Input rows =>
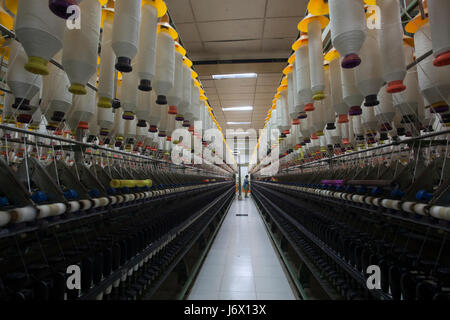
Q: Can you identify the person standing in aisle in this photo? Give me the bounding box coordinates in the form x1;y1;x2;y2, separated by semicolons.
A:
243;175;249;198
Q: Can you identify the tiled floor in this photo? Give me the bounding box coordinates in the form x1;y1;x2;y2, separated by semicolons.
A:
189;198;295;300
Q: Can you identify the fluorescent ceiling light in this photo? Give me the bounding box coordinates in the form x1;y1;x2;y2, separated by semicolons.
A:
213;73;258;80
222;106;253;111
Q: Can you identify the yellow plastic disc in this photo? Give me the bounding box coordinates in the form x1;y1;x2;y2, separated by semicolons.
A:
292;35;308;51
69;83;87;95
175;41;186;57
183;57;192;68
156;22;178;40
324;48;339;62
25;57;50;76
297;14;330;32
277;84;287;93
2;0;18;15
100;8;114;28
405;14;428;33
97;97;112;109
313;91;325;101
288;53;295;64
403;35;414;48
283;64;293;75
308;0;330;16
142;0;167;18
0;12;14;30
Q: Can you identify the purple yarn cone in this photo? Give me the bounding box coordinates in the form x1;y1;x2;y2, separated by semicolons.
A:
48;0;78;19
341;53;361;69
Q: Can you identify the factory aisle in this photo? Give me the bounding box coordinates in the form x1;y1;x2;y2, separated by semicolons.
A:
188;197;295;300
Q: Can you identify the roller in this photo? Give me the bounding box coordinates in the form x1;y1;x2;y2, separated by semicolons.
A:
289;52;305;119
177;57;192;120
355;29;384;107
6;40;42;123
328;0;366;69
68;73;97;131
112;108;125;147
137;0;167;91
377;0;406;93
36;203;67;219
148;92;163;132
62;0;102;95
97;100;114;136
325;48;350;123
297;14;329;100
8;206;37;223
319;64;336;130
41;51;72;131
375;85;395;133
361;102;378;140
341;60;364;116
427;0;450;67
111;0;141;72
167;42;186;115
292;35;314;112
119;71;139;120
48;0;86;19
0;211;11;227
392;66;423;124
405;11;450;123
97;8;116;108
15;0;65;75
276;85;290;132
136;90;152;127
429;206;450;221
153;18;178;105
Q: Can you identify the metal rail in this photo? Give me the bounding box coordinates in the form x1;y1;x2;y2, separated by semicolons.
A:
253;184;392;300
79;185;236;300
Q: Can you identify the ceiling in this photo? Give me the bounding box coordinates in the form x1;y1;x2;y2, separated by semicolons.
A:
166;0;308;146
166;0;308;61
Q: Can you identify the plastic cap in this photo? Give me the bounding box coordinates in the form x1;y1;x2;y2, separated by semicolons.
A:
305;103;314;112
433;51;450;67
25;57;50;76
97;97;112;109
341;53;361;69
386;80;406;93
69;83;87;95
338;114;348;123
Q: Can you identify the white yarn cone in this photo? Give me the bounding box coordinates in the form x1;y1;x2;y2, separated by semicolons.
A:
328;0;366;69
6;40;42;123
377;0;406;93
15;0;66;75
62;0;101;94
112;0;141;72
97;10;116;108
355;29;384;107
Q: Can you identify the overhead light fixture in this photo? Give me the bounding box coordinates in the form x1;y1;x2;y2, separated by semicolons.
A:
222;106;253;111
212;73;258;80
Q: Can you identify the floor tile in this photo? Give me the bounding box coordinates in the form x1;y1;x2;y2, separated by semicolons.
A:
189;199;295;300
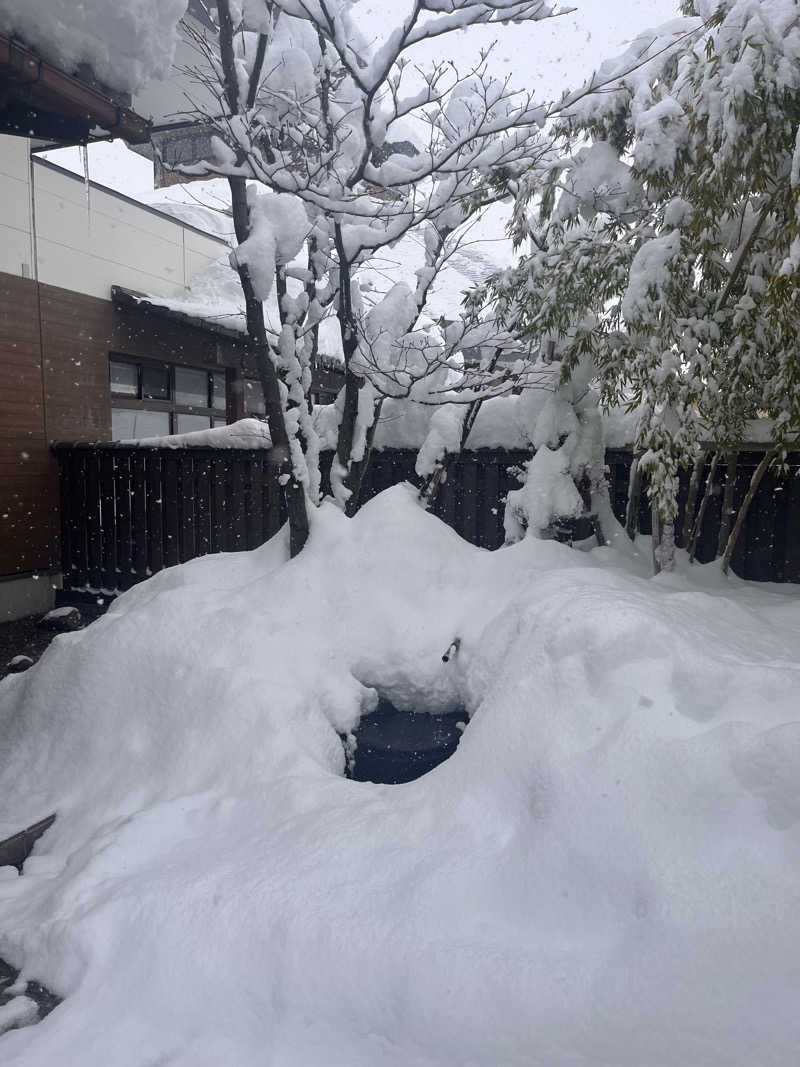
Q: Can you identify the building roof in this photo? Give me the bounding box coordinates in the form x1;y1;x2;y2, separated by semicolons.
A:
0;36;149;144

Required work => Update the rows from the line containing "Q: Can you identify the floor" through the end of the rows, changing "photo" to "image" and keeping everything else the same. Leave the pictures out of the output.

Answer to this problem =>
Q: Can you identify the floor tile in this image? Give me the bounding box coordinates in the form x1;y1;x2;y2, separated by semicolons.
A:
189;199;295;300
Q: Can you identify the building roof in this image? Give me the bounding box coordinates in the form x1;y1;x2;y2, separated by semicolons.
A:
0;36;149;144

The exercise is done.